• [EXERCISE GOAL]
Could you copy, word for word, only the lines from the one containing "If you could put a dot on the stone column" through the last line of the records below, both included?

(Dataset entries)

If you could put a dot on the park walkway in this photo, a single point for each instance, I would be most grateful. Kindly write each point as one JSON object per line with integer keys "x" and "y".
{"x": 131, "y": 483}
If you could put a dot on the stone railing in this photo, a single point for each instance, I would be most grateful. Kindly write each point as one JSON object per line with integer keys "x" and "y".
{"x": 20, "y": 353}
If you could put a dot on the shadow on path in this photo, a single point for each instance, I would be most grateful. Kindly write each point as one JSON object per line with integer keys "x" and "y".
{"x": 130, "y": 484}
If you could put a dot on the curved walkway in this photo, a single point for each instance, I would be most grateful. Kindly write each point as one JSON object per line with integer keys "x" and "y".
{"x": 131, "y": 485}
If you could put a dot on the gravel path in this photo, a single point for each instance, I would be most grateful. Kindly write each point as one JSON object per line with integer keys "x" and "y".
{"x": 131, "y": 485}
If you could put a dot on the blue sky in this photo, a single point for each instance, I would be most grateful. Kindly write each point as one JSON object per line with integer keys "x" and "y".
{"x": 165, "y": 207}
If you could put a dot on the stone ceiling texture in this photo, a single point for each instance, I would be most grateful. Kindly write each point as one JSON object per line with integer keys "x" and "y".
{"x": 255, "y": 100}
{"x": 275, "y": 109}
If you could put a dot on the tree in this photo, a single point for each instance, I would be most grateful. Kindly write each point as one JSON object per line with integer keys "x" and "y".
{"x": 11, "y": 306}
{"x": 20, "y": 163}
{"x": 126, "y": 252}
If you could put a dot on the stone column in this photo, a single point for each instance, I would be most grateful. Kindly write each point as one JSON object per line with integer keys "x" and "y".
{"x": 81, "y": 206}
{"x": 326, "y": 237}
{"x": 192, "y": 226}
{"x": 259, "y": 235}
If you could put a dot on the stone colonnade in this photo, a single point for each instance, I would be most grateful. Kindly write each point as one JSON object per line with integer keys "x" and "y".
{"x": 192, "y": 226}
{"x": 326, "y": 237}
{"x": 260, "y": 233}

• [SOLUTION FOR THIS EXERCISE]
If you could put a dot on the stone column in this photo, a single point for each instance, I would be most grateful. Kindly write each point as one JSON object per line with integer keys "x" and "y".
{"x": 81, "y": 206}
{"x": 326, "y": 237}
{"x": 192, "y": 226}
{"x": 259, "y": 235}
If you could put a dot on the stone colonnade in this photo, a single point for each instance, I would be most grateful. Kindly write each point as one JSON object per line with integer keys "x" and "y".
{"x": 192, "y": 226}
{"x": 326, "y": 237}
{"x": 260, "y": 233}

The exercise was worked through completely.